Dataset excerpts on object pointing
%%
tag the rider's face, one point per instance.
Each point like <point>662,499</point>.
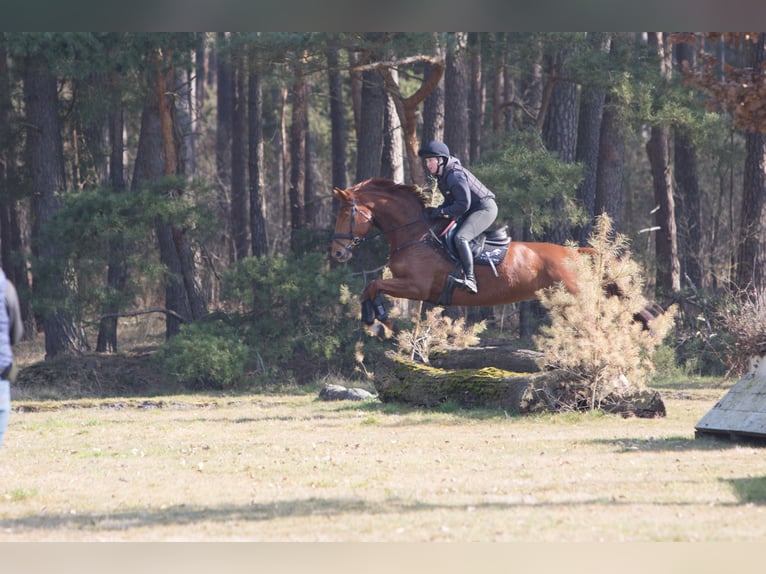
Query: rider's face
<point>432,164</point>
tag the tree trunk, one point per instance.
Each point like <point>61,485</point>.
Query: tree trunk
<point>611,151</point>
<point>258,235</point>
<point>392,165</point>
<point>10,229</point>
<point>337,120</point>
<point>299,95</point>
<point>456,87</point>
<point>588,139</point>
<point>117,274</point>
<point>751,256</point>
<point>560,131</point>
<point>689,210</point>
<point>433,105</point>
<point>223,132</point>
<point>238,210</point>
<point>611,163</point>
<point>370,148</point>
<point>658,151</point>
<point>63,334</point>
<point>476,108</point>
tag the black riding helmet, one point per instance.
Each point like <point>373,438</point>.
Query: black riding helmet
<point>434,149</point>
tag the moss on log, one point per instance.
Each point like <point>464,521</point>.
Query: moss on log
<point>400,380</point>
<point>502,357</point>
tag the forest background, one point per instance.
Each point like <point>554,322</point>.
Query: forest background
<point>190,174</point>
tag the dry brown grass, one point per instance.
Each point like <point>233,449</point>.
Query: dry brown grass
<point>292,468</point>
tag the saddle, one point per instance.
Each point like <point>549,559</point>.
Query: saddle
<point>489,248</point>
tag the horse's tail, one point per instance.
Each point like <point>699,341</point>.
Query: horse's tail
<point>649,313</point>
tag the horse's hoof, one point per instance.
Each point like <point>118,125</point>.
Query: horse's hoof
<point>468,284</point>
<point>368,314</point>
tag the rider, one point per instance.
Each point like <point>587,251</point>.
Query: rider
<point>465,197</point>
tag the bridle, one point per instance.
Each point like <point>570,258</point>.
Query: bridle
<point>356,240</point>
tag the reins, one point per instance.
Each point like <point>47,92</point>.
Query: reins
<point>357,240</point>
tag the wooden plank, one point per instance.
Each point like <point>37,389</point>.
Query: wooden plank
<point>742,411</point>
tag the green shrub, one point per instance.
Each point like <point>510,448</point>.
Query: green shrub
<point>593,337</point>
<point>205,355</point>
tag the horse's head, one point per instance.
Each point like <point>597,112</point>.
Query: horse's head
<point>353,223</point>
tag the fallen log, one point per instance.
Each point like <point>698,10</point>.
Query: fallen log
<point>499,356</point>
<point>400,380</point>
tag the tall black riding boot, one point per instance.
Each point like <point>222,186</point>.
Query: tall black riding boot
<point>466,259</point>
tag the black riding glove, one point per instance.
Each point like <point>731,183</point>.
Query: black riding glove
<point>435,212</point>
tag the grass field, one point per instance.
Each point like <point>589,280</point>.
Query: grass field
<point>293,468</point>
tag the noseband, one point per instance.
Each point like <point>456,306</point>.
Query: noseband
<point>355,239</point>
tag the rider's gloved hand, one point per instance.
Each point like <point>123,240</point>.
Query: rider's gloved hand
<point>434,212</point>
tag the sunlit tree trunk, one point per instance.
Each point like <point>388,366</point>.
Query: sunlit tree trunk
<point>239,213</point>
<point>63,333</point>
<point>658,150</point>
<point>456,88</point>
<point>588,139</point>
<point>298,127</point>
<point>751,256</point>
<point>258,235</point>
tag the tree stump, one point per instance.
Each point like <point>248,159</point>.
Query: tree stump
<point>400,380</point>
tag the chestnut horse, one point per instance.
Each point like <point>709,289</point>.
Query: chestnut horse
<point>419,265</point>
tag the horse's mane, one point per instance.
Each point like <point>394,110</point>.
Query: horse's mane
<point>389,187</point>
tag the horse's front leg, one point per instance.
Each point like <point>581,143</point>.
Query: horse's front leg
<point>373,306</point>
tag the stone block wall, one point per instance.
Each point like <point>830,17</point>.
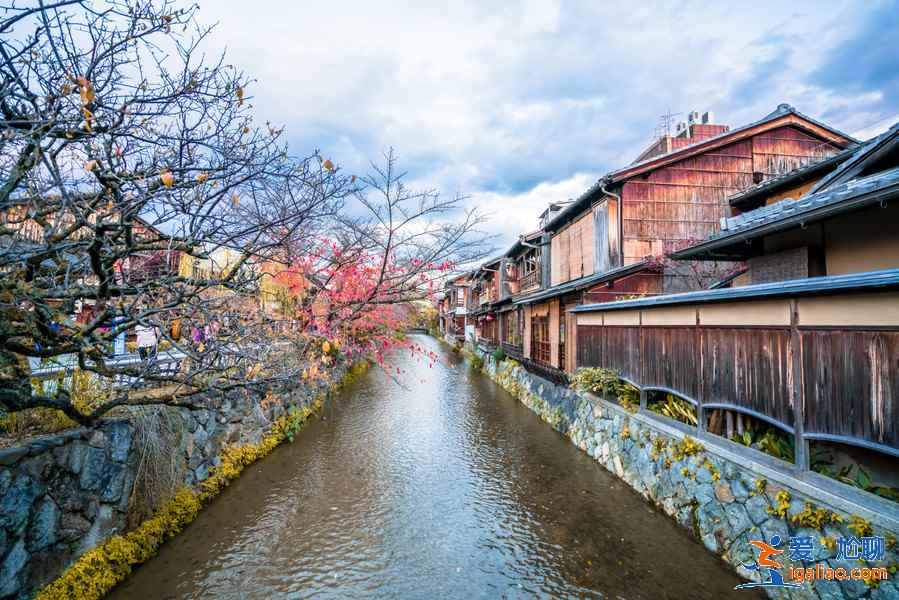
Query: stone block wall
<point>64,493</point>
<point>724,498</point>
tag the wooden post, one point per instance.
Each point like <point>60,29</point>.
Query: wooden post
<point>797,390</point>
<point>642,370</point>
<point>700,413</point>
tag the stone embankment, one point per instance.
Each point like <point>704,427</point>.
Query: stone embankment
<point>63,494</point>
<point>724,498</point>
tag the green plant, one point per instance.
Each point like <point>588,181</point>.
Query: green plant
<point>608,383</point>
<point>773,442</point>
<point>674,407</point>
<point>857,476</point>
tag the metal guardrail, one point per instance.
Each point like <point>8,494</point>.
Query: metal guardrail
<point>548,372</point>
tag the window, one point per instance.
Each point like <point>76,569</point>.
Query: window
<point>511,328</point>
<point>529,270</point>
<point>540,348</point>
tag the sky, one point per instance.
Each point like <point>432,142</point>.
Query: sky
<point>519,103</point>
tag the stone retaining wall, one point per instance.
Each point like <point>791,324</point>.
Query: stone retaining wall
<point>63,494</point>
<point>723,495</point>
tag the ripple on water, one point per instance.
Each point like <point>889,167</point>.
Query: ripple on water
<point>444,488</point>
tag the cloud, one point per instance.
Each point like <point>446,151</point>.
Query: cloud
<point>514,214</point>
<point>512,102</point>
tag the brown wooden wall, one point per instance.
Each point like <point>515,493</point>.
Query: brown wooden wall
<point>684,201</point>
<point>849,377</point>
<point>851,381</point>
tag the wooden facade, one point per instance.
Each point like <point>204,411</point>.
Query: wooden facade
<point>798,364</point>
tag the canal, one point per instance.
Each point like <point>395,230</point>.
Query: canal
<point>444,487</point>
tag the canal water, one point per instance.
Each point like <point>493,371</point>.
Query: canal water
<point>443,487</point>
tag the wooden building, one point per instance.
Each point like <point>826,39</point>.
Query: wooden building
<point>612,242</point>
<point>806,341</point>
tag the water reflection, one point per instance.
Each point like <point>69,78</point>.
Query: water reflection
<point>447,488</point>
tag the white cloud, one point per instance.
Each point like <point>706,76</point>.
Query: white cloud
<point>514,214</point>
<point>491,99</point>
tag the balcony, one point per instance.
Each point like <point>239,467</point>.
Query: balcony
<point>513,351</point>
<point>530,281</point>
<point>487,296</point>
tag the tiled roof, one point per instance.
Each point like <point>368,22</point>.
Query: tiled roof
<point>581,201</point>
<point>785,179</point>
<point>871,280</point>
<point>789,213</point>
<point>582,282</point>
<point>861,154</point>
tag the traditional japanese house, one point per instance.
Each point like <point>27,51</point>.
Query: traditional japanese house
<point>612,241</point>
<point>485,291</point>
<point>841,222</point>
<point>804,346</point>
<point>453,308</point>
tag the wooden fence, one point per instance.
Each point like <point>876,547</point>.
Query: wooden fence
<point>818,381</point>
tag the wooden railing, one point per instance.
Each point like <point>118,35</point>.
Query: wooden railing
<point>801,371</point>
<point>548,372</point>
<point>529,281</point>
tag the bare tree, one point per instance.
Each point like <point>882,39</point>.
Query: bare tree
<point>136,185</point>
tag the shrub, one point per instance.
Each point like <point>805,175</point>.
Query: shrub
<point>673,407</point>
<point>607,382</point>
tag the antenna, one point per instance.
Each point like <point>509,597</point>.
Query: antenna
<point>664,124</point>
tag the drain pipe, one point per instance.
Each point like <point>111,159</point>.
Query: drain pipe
%%
Given instruction
Pull out every line from the one with "tag the tiled roof, one point per instance." to the end of the listing, and output only those.

Answer to this exercise
tag the tiled roof, one point per instance.
Each point like <point>368,22</point>.
Query: tiled roof
<point>581,201</point>
<point>785,179</point>
<point>871,280</point>
<point>789,213</point>
<point>582,282</point>
<point>861,154</point>
tag the traditional japanese house, one point per instance.
Each point like <point>27,51</point>.
Query: traditional japanese house
<point>612,241</point>
<point>485,291</point>
<point>841,222</point>
<point>804,346</point>
<point>453,308</point>
tag the wooden fence, one point per instance.
Each point like <point>876,547</point>.
Query: wooden fence
<point>818,381</point>
tag the wooden railing, one point per instance.
Each point like <point>118,35</point>.
Query: wooden railing
<point>801,371</point>
<point>548,372</point>
<point>529,281</point>
tag the bare tree, one point per instance.
Each point like <point>882,39</point>.
Query: bare tree
<point>136,185</point>
tag the shrub, one point per instance.
Each point like <point>805,175</point>.
Query: shrub
<point>673,407</point>
<point>607,382</point>
tag the antenna, one point per instance.
Each point like <point>509,597</point>.
Query: antenna
<point>664,124</point>
tag the drain pipe, one point per instance.
Each point like <point>111,159</point>.
Query: drain pipe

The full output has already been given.